» **Selected extract**:
================================
Baghdad, Art and Artist

Written about Kamel Shiaa

Kamel Shiaa

Fawzi Karim
Translated by: Lily Altai

As if the bullet of the silencer
your killer fired years ago
reached your forehead but not until today!

It bequeathed a title,
apt epitaph for your grave,
which, cautiously, with pallid faces,
we approach and encircle.

Obeying your entreaty
to do away with vacuous words
and to share in your glorious silence,
we contemplate the bullet
which granted the son of Adam
a title worthy of posterity.

We entered,
our faces
the colour of marble figurines,
a gloom typical of the immortal ones
in our eyes.

I saw you amid the crowd
as you confronted your killer's face
lurking behind a mask,
you as ever, content, smiling,
loyal to your promise.

Did you hear death
as he carded the cotton of the pillow
for your head to rest upon?
Or the rats gnawing at the rope
which now lies severed?

My friend, do you hear me?

Autumn had yet to arrive
but seemed to hasten to greet you
with a leafless wreath of berry branch
or a last supper gone stale.



Going to the Outer Reaches

Lutfiya Al-Dulaimi
Amman 14 July 2009

To leave, vanish to the outer reaches such was the poetic departure of Kamel and almost a philosophical gesture of abstinence; a yearning to desert the halls of sterile altercations for the torments of life, where he bravely confronted opponents lurking in daylight.

He died for his dreams, even when felt the end in his finger tips, foretold in the ring tone of phones and the treachery of the wind. Only for him the beginning was the end, the end was the beginning. He carried himself throughout with dignity, smiling in the face of storm and the grime of conflicting intentions. He was optimistic about things no one could be optimistic about only he had reached a point whereby to standstill would mean abandoning logic and denying himself all that was probably possible to him.
================================
» **Data provided**:
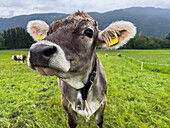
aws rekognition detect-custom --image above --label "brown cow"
[27,12,136,128]
[12,55,27,64]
================================
» **Stated goal**:
Answer these questions about the Kamel Shiaa tribute above:
1. Who is credited as translator of the poem by Fawzi Karim?
2. What place and date appear under Lutfiya Al-Dulaimi's name?
3. Which season does the poem say "had yet to arrive"?

» **The reply**:
1. Lily Altai
2. Amman, 14 July 2009
3. Autumn